From the line containing "the man's denim" down to the last line of the records below, copy every line exactly. Leave out everything before it.
-------- THE DATA --------
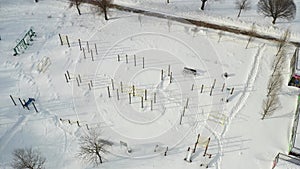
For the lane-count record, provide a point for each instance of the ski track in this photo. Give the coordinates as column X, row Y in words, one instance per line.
column 250, row 80
column 5, row 139
column 239, row 105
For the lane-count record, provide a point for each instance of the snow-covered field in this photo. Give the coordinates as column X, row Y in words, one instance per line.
column 239, row 138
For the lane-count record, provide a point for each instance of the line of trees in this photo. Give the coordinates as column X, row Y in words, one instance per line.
column 272, row 103
column 91, row 149
column 103, row 5
column 276, row 9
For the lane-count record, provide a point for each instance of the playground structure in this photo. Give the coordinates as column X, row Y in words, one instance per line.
column 136, row 99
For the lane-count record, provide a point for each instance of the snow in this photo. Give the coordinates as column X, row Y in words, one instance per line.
column 239, row 138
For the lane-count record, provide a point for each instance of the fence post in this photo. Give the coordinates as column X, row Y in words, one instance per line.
column 143, row 62
column 118, row 94
column 34, row 107
column 87, row 45
column 134, row 57
column 108, row 92
column 112, row 84
column 13, row 100
column 68, row 41
column 83, row 50
column 61, row 42
column 92, row 54
column 96, row 50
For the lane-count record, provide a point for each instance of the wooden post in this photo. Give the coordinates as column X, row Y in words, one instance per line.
column 68, row 75
column 223, row 87
column 77, row 82
column 213, row 86
column 68, row 41
column 112, row 84
column 187, row 103
column 180, row 120
column 142, row 102
column 133, row 90
column 166, row 151
column 66, row 78
column 188, row 155
column 34, row 107
column 121, row 84
column 83, row 50
column 79, row 44
column 88, row 46
column 21, row 102
column 25, row 103
column 205, row 151
column 79, row 77
column 96, row 50
column 197, row 141
column 12, row 99
column 134, row 57
column 108, row 91
column 61, row 42
column 143, row 62
column 92, row 54
column 129, row 98
column 118, row 94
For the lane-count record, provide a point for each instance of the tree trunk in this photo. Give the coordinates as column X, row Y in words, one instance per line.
column 274, row 20
column 77, row 6
column 203, row 4
column 240, row 12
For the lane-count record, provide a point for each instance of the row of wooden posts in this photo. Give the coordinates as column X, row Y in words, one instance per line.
column 190, row 151
column 22, row 102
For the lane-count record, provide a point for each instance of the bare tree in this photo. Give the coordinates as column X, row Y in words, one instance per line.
column 242, row 5
column 76, row 3
column 203, row 4
column 274, row 85
column 27, row 158
column 270, row 104
column 285, row 9
column 92, row 146
column 104, row 5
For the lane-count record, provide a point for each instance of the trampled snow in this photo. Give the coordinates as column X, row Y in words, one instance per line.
column 226, row 110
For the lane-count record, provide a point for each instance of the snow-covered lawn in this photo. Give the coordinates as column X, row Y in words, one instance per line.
column 238, row 136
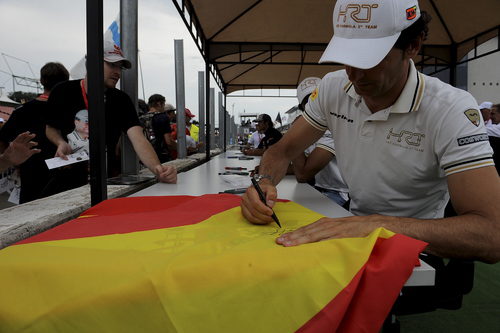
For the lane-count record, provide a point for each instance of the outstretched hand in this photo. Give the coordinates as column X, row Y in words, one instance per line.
column 328, row 228
column 166, row 174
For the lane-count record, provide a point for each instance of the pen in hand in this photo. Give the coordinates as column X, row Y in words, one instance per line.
column 263, row 199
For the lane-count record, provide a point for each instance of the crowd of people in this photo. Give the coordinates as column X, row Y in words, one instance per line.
column 56, row 123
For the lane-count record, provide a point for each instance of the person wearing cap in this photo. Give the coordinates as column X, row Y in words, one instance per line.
column 485, row 108
column 79, row 138
column 405, row 142
column 121, row 117
column 256, row 137
column 32, row 117
column 271, row 135
column 495, row 114
column 318, row 164
column 162, row 114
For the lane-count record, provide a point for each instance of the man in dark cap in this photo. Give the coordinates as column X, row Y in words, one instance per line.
column 121, row 117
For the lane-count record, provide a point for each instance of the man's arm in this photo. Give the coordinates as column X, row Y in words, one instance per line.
column 274, row 164
column 305, row 168
column 18, row 151
column 54, row 136
column 146, row 153
column 474, row 234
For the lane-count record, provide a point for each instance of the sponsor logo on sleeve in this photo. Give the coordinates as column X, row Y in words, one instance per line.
column 405, row 139
column 467, row 140
column 473, row 116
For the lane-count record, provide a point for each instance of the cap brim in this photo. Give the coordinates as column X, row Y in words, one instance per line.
column 360, row 53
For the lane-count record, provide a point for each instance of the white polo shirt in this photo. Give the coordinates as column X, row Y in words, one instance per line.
column 329, row 177
column 395, row 161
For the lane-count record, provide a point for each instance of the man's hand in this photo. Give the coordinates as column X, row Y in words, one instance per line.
column 63, row 149
column 327, row 228
column 166, row 174
column 252, row 207
column 20, row 149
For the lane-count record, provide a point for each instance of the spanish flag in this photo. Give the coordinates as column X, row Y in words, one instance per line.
column 194, row 264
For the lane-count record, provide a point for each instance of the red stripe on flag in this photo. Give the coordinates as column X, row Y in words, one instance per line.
column 124, row 215
column 363, row 305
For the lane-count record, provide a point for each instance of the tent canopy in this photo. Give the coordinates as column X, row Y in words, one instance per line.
column 259, row 44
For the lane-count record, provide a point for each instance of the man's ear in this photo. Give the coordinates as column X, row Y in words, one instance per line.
column 415, row 45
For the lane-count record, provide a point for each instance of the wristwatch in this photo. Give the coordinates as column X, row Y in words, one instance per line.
column 259, row 177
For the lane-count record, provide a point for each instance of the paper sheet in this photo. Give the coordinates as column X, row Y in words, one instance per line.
column 236, row 181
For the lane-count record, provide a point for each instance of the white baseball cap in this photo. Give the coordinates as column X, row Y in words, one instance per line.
column 306, row 87
column 485, row 105
column 364, row 31
column 113, row 53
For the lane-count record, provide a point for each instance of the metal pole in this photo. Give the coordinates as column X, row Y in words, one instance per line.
column 180, row 98
column 201, row 105
column 221, row 122
column 226, row 130
column 128, row 82
column 207, row 110
column 95, row 89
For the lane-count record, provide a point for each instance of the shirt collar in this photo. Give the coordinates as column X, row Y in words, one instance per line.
column 410, row 97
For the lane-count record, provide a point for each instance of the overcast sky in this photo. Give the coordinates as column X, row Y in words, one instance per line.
column 53, row 30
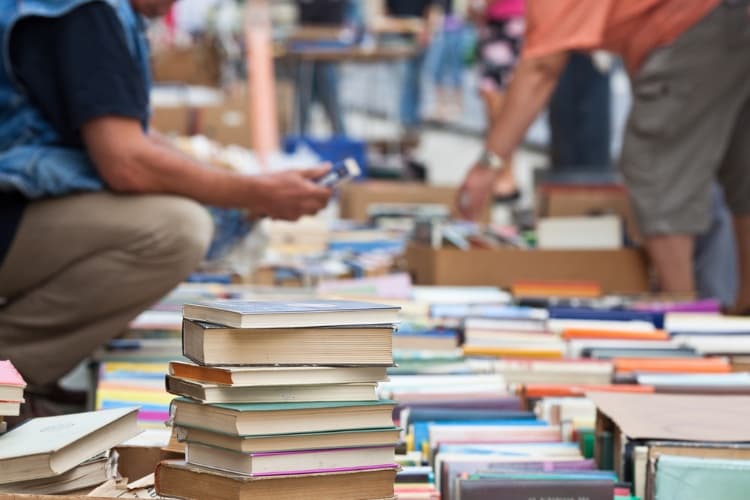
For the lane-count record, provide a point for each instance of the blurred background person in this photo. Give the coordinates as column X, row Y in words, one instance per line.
column 429, row 12
column 673, row 53
column 501, row 28
column 447, row 64
column 580, row 114
column 318, row 81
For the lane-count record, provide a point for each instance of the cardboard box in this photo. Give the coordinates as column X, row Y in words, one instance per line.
column 572, row 200
column 198, row 64
column 171, row 120
column 140, row 461
column 48, row 497
column 617, row 271
column 355, row 198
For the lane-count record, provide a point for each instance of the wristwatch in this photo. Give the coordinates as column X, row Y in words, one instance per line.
column 491, row 160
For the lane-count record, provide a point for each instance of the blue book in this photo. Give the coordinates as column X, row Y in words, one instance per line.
column 459, row 415
column 501, row 448
column 688, row 478
column 421, row 430
column 656, row 318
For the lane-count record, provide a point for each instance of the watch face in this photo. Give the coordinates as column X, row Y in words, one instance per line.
column 492, row 160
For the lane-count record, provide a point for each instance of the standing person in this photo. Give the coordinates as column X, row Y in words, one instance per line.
column 448, row 50
column 99, row 217
column 580, row 116
column 501, row 27
column 318, row 81
column 411, row 88
column 687, row 126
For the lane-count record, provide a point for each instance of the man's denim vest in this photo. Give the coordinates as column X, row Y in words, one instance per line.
column 32, row 160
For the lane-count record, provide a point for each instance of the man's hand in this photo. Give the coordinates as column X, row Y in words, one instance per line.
--------
**COMPLETED TASK:**
For the lane-count record, provide a point for each instance of the man's denim vest in this photo. Give the coordinates as column X, row Y in words, one instance per line.
column 32, row 160
For the lane-count record, provide a point for each instance of the man's hand in this photo. Give the coordinates as column X, row Y in words, one instance per line.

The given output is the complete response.